==== Source information ====

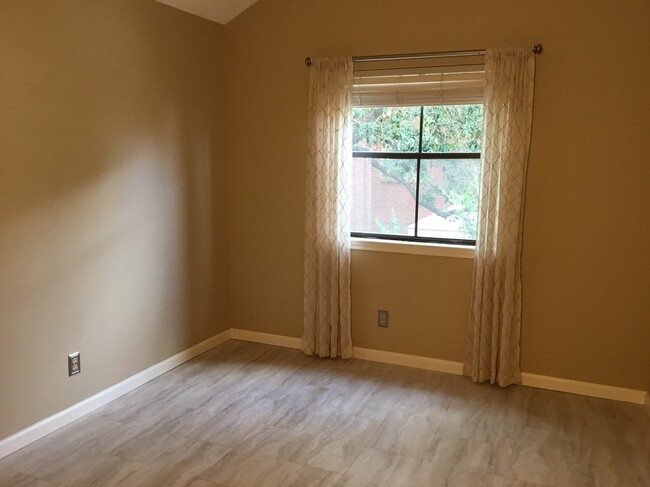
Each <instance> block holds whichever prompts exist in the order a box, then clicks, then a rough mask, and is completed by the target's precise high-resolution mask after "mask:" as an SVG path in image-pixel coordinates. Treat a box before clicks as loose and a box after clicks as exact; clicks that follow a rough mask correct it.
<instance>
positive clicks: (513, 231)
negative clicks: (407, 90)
mask: <svg viewBox="0 0 650 487" xmlns="http://www.w3.org/2000/svg"><path fill="white" fill-rule="evenodd" d="M534 78H535V56H534V54H533V52H532V51H531V48H530V47H527V48H521V49H490V50H488V51H487V52H486V55H485V123H484V140H483V180H482V185H481V201H480V213H479V229H478V237H477V241H476V256H475V261H474V284H473V289H472V303H471V311H470V323H469V331H468V337H467V346H466V351H465V363H464V373H465V375H468V376H470V377H471V378H472V380H474V381H475V382H483V381H487V380H489V381H490V382H492V383H495V382H498V384H499V385H500V386H502V387H505V386H507V385H510V384H513V383H520V382H521V371H520V368H519V356H520V348H519V342H520V330H521V251H522V236H523V234H522V231H523V214H524V194H525V189H526V167H527V164H528V152H529V147H530V138H531V128H532V114H533V91H534Z"/></svg>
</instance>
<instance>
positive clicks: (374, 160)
mask: <svg viewBox="0 0 650 487" xmlns="http://www.w3.org/2000/svg"><path fill="white" fill-rule="evenodd" d="M421 113H422V114H423V120H422V152H434V153H459V152H462V153H468V152H471V153H477V152H480V151H481V139H482V136H483V106H482V105H440V106H430V107H423V108H422V109H421V108H420V107H357V108H354V110H353V123H354V138H353V150H354V151H355V152H361V151H370V152H411V153H413V152H419V149H420V115H421ZM371 163H372V166H373V167H374V168H375V169H377V170H378V171H380V173H381V174H382V176H383V177H385V178H387V179H388V180H392V181H395V182H397V183H399V184H401V185H402V186H404V187H405V188H406V189H407V190H408V191H409V193H410V194H411V195H412V196H413V198H414V199H415V196H416V185H417V174H416V173H417V171H416V167H417V161H416V160H414V159H410V160H409V159H379V158H374V159H372V162H371ZM479 172H480V160H479V159H426V160H422V161H421V164H420V194H419V203H420V206H422V207H424V208H427V209H428V210H430V211H431V212H432V213H435V214H436V215H439V216H441V217H443V218H445V219H447V220H449V221H458V222H460V224H461V229H462V231H463V233H464V234H465V235H466V238H469V239H474V238H476V220H477V202H478V192H479ZM396 224H398V222H395V221H393V222H391V224H390V226H392V227H393V228H395V226H396ZM377 225H378V227H379V230H380V231H382V232H384V231H386V229H387V225H386V224H384V223H383V222H377Z"/></svg>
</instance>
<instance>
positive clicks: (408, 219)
mask: <svg viewBox="0 0 650 487" xmlns="http://www.w3.org/2000/svg"><path fill="white" fill-rule="evenodd" d="M416 173H417V160H415V159H404V160H403V159H372V158H358V157H355V158H354V163H353V176H352V181H353V184H352V231H353V232H363V233H379V234H389V235H408V234H409V233H408V232H409V229H411V233H410V235H413V230H412V228H413V223H414V222H415V184H416Z"/></svg>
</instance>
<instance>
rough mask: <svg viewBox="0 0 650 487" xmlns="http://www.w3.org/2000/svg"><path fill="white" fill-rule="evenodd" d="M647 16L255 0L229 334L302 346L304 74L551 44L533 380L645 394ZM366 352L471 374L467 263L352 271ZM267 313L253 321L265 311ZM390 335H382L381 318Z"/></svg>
mask: <svg viewBox="0 0 650 487" xmlns="http://www.w3.org/2000/svg"><path fill="white" fill-rule="evenodd" d="M649 18H650V3H648V2H647V1H645V0H630V1H627V2H619V1H615V0H608V1H593V0H589V1H587V0H582V1H573V2H560V1H538V2H521V1H519V0H506V1H501V2H477V1H468V0H464V1H456V2H450V1H442V0H434V1H431V0H404V1H400V2H377V1H371V0H358V1H354V2H350V1H348V0H327V1H326V0H260V2H259V3H257V4H256V5H254V6H253V7H252V8H250V9H249V10H247V11H246V12H244V14H242V15H241V16H240V17H238V18H236V19H235V20H233V21H232V22H230V23H229V24H228V25H227V26H226V43H227V48H226V52H227V71H228V90H227V95H228V120H229V123H228V128H227V136H228V141H229V144H228V147H229V155H228V186H229V192H228V207H229V213H228V216H229V220H228V221H229V227H228V228H229V263H230V273H229V282H230V286H229V289H230V296H231V299H230V304H231V308H230V313H231V314H230V316H231V322H232V325H233V326H237V327H241V328H246V329H251V330H258V331H262V332H269V333H279V334H283V335H291V336H299V335H300V333H301V323H302V269H303V265H302V249H303V211H304V204H303V194H304V177H305V170H304V168H305V153H306V123H307V105H306V101H307V84H308V75H309V71H308V69H307V68H305V66H304V64H303V59H304V57H305V56H308V55H309V56H336V55H364V54H376V53H395V52H397V53H399V52H418V51H441V50H443V51H444V50H455V49H472V48H478V47H491V46H495V47H496V46H520V45H527V44H533V43H536V42H542V43H543V44H544V47H545V52H544V54H543V55H542V56H541V57H539V58H538V65H537V66H538V70H537V90H536V97H535V103H536V105H535V115H534V136H533V143H532V154H531V160H530V170H529V178H528V195H527V201H526V204H527V209H526V219H525V232H526V233H525V244H524V256H523V272H524V286H525V287H524V308H523V309H524V311H523V313H524V324H523V326H524V329H523V336H522V354H523V358H522V360H523V369H524V370H525V371H527V372H531V373H538V374H545V375H551V376H558V377H565V378H570V379H577V380H584V381H590V382H596V383H603V384H612V385H617V386H624V387H632V388H639V389H641V388H645V387H646V384H647V383H648V377H647V350H648V349H647V348H646V347H645V346H644V343H643V342H644V340H643V339H642V338H641V337H645V336H646V335H645V333H646V331H645V330H646V328H647V325H648V322H649V321H650V311H649V307H648V305H647V300H648V289H650V279H649V277H648V276H650V264H649V260H648V257H647V254H646V252H647V242H648V239H649V237H650V230H649V227H648V225H647V218H648V210H650V191H648V189H647V186H648V183H649V182H650V161H649V160H648V155H647V153H646V151H645V145H646V142H647V139H648V134H649V133H650V114H649V113H648V107H649V106H650V91H649V90H648V86H649V85H650V74H649V72H648V63H646V62H642V61H640V60H643V59H646V58H647V52H648V50H649V49H650V29H648V28H647V20H648V19H649ZM352 259H353V261H352V279H353V284H352V288H353V289H352V292H353V296H352V307H353V338H354V340H355V343H356V344H357V345H359V346H362V347H371V348H381V349H386V350H393V351H399V352H405V353H416V354H421V355H428V356H433V357H440V358H446V359H451V360H461V359H462V355H463V347H464V339H465V332H466V321H467V308H468V302H469V293H470V290H469V288H470V283H471V268H472V264H471V261H467V260H461V259H447V258H438V257H418V256H410V255H395V254H376V253H368V252H361V251H354V252H353V256H352ZM253 303H254V304H253ZM379 307H385V308H388V309H389V310H390V311H391V312H392V313H391V327H390V328H389V329H388V330H383V329H378V328H377V327H376V325H375V320H376V317H375V316H376V315H375V313H376V309H377V308H379Z"/></svg>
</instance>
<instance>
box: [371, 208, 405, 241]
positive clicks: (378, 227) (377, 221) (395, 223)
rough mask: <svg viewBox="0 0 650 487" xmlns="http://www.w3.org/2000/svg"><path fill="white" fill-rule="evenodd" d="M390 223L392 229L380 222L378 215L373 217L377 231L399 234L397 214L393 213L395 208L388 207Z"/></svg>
mask: <svg viewBox="0 0 650 487" xmlns="http://www.w3.org/2000/svg"><path fill="white" fill-rule="evenodd" d="M390 223H391V225H392V231H391V230H389V229H388V227H387V226H386V225H384V224H383V223H382V221H381V220H380V219H379V217H376V218H375V224H376V225H377V228H379V233H385V234H391V235H401V234H402V227H401V226H400V224H399V221H398V220H397V215H396V214H395V208H391V209H390Z"/></svg>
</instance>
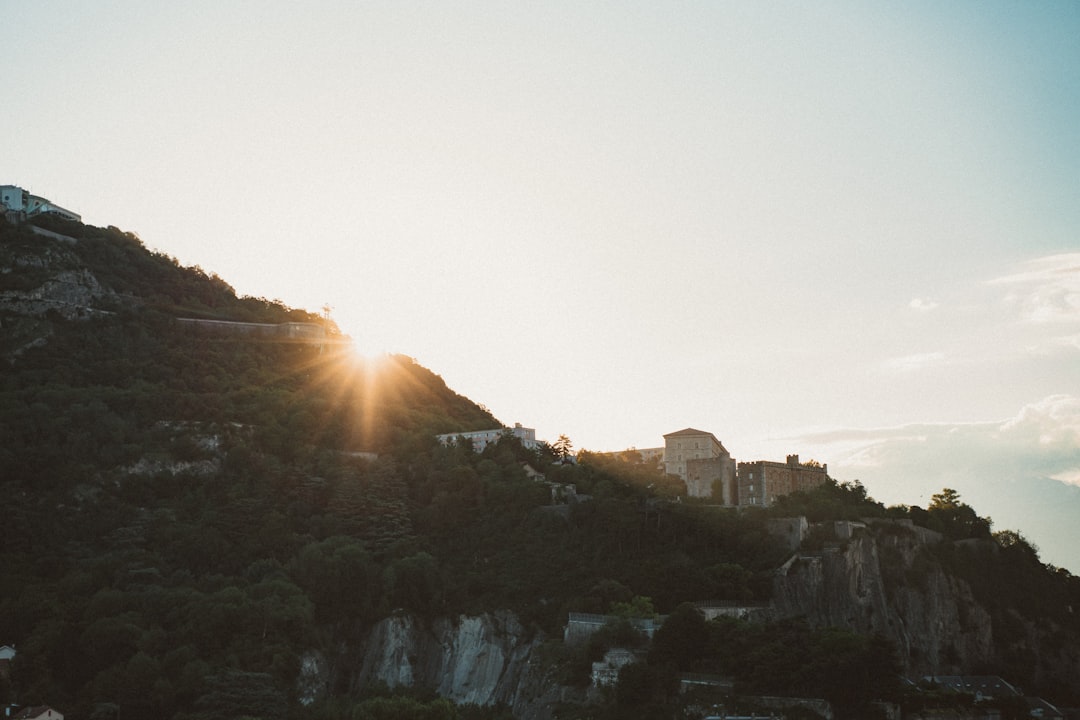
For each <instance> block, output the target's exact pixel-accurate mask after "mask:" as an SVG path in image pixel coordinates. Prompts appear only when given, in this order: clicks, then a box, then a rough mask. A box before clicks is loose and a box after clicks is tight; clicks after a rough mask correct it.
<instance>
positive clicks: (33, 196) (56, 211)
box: [0, 185, 82, 222]
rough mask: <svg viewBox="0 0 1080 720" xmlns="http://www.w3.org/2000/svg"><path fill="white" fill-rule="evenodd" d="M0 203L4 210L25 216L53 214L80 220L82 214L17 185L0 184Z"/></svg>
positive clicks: (54, 214)
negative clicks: (7, 184)
mask: <svg viewBox="0 0 1080 720" xmlns="http://www.w3.org/2000/svg"><path fill="white" fill-rule="evenodd" d="M0 205H3V207H4V212H11V213H21V214H25V215H26V216H27V217H32V216H35V215H55V216H57V217H62V218H64V219H65V220H75V221H76V222H82V216H81V215H79V214H78V213H72V212H71V210H69V209H67V208H64V207H60V206H59V205H57V204H56V203H53V202H51V201H50V200H48V199H45V198H42V196H40V195H31V194H30V193H29V192H27V191H26V190H24V189H23V188H21V187H18V186H17V185H0Z"/></svg>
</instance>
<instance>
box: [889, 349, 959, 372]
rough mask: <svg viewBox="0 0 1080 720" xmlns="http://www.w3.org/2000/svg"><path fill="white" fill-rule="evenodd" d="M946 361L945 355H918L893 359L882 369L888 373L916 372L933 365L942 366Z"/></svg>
mask: <svg viewBox="0 0 1080 720" xmlns="http://www.w3.org/2000/svg"><path fill="white" fill-rule="evenodd" d="M944 359H945V353H937V352H934V353H917V354H915V355H904V356H903V357H891V358H889V359H887V361H885V362H883V363H882V364H881V367H882V369H885V370H886V371H887V372H914V371H916V370H922V369H924V368H928V367H931V366H933V365H941V363H942V362H944Z"/></svg>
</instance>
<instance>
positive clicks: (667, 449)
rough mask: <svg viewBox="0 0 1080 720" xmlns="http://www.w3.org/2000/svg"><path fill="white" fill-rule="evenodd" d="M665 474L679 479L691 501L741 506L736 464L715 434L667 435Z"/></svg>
mask: <svg viewBox="0 0 1080 720" xmlns="http://www.w3.org/2000/svg"><path fill="white" fill-rule="evenodd" d="M664 472H666V473H667V474H670V475H677V476H679V477H680V478H681V479H683V481H684V483H686V493H687V495H689V497H690V498H715V499H716V500H719V501H720V502H723V503H724V504H725V505H733V504H735V503H737V502H738V494H737V491H735V461H734V460H732V458H731V453H729V452H728V451H727V450H726V449H725V448H724V445H721V444H720V441H719V440H718V439H716V436H715V435H713V434H712V433H706V432H705V431H703V430H694V429H693V427H687V429H686V430H680V431H678V432H675V433H669V434H666V435H664Z"/></svg>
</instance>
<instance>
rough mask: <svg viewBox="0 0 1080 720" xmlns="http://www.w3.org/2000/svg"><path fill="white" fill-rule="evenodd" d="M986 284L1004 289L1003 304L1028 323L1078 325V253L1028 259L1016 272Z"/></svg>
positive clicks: (1079, 268) (1079, 272)
mask: <svg viewBox="0 0 1080 720" xmlns="http://www.w3.org/2000/svg"><path fill="white" fill-rule="evenodd" d="M987 284H988V285H1001V286H1005V287H1007V288H1008V294H1007V295H1005V298H1004V299H1005V302H1007V303H1008V304H1009V305H1012V307H1014V308H1016V309H1017V310H1018V312H1020V313H1021V316H1022V317H1023V318H1024V320H1025V321H1027V322H1030V323H1058V322H1066V323H1077V322H1080V253H1065V254H1062V255H1051V256H1047V257H1043V258H1037V259H1035V260H1030V261H1028V262H1026V263H1024V267H1023V269H1021V270H1020V271H1018V272H1015V273H1013V274H1011V275H1005V276H1003V277H997V279H994V280H991V281H989V282H988V283H987Z"/></svg>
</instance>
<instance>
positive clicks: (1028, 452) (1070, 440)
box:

====

Problem:
Switch "positive" to "included" in the lines from the start of the items through the line with "negative clicks: (407, 90)", and give those lines again with nothing else changed and the pictures left out.

Answer below:
Each <instance> block holds whichever prompts exist in the order a box, then clicks, then a rough mask, and is completed by the target's precise high-resolution mask after "mask:" as an SVG path in image-pixel coordinates. Treat a box before clicks as loose and a box after clicks as exact; clicks that follow a rough mask correct it.
<instance>
included clicks: (513, 231)
negative clicks: (407, 90)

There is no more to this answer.